— Start of Data for this exercise —
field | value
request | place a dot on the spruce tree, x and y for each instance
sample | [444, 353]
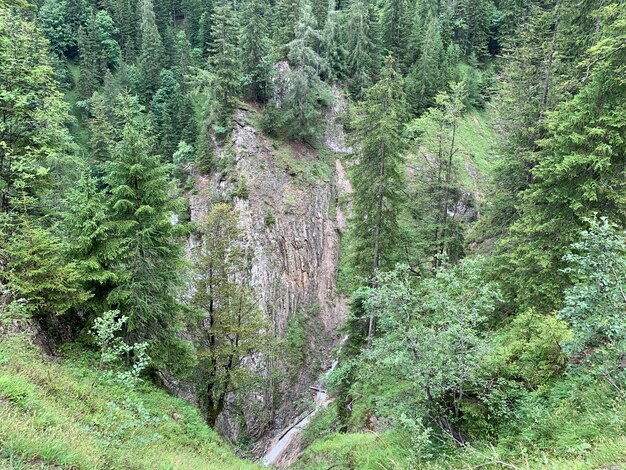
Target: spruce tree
[255, 46]
[396, 28]
[125, 14]
[99, 51]
[438, 186]
[284, 24]
[333, 51]
[579, 173]
[300, 116]
[429, 74]
[224, 60]
[378, 176]
[232, 323]
[362, 44]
— End of Data for this exercise —
Could you change every "spruce tree" in the records to "pine tree" and keep everything else the same? Leave the pictures out of your answer.

- **Final answer**:
field | value
request | place a dot on the pine tree, x and y for each instance
sample | [444, 353]
Target: pine tree
[255, 46]
[396, 28]
[125, 14]
[99, 51]
[438, 186]
[284, 24]
[333, 51]
[579, 173]
[300, 116]
[429, 74]
[224, 60]
[378, 176]
[232, 323]
[362, 44]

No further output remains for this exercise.